**What you need to do:** Rewrite every line of the items below in full, scaling each xmin, ymin, xmax and ymax coordinate value by 1.35 and rounding it to a whole number, with halves rounded up.

------------------------------------------------

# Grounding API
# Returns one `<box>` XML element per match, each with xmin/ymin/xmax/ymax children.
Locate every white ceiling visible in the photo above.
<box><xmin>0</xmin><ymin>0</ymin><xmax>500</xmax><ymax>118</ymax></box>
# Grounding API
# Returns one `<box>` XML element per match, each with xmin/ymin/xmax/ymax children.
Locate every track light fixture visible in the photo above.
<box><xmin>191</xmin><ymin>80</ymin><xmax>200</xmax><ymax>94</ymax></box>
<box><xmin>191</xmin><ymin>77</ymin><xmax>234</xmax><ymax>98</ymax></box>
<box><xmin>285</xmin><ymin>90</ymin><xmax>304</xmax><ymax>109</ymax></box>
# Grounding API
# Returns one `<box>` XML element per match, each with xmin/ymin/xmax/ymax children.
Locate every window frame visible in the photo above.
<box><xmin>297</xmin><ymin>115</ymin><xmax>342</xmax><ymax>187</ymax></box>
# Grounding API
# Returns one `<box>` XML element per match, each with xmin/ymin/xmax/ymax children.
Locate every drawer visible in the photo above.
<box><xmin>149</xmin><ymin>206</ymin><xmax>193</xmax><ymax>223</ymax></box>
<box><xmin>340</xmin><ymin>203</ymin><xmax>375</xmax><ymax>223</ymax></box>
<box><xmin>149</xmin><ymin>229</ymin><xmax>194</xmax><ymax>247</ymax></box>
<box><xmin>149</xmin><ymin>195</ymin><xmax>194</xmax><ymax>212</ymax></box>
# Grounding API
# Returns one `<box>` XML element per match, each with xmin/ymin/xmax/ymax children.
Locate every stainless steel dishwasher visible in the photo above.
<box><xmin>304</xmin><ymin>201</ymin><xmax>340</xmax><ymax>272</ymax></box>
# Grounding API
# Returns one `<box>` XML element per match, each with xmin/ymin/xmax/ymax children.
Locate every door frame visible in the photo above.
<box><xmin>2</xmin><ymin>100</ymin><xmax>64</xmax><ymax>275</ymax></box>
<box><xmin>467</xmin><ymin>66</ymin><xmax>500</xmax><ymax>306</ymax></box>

------------------------------------------------

**Exercise answer:**
# Grounding API
# Returns one `<box>` XML element per match, each with xmin/ymin/xmax/ymax children.
Locate every white ceiling visible in the photo above.
<box><xmin>0</xmin><ymin>0</ymin><xmax>675</xmax><ymax>159</ymax></box>
# Grounding API
# Returns one `<box>` XML element per match, each with xmin/ymin/xmax/ymax children.
Locate every track light fixture visible in the photo above.
<box><xmin>258</xmin><ymin>108</ymin><xmax>270</xmax><ymax>127</ymax></box>
<box><xmin>258</xmin><ymin>104</ymin><xmax>316</xmax><ymax>132</ymax></box>
<box><xmin>385</xmin><ymin>122</ymin><xmax>410</xmax><ymax>147</ymax></box>
# Grounding API
# Returns one `<box>` XML element per match, each with xmin/ymin/xmax/ymax children.
Locate every window frame visible in the photo above.
<box><xmin>401</xmin><ymin>155</ymin><xmax>462</xmax><ymax>252</ymax></box>
# Grounding API
# Returns one `<box>` XML element per match, each with xmin/ymin/xmax/ymax children.
Locate every drawer visible in the photo above.
<box><xmin>201</xmin><ymin>278</ymin><xmax>261</xmax><ymax>301</ymax></box>
<box><xmin>459</xmin><ymin>274</ymin><xmax>506</xmax><ymax>301</ymax></box>
<box><xmin>201</xmin><ymin>309</ymin><xmax>262</xmax><ymax>333</ymax></box>
<box><xmin>201</xmin><ymin>263</ymin><xmax>262</xmax><ymax>286</ymax></box>
# Grounding API
# Returns one `<box>` XML element per match, each with xmin/ymin/xmax/ymax children.
Locate every stainless steel dishwasher visible in the photo above.
<box><xmin>410</xmin><ymin>271</ymin><xmax>459</xmax><ymax>367</ymax></box>
# Grounding API
# Returns one `<box>` XML element per match, each with xmin/ymin/xmax/ymax children.
Locate every door frame visible in the photo above.
<box><xmin>3</xmin><ymin>135</ymin><xmax>86</xmax><ymax>371</ymax></box>
<box><xmin>630</xmin><ymin>89</ymin><xmax>675</xmax><ymax>413</ymax></box>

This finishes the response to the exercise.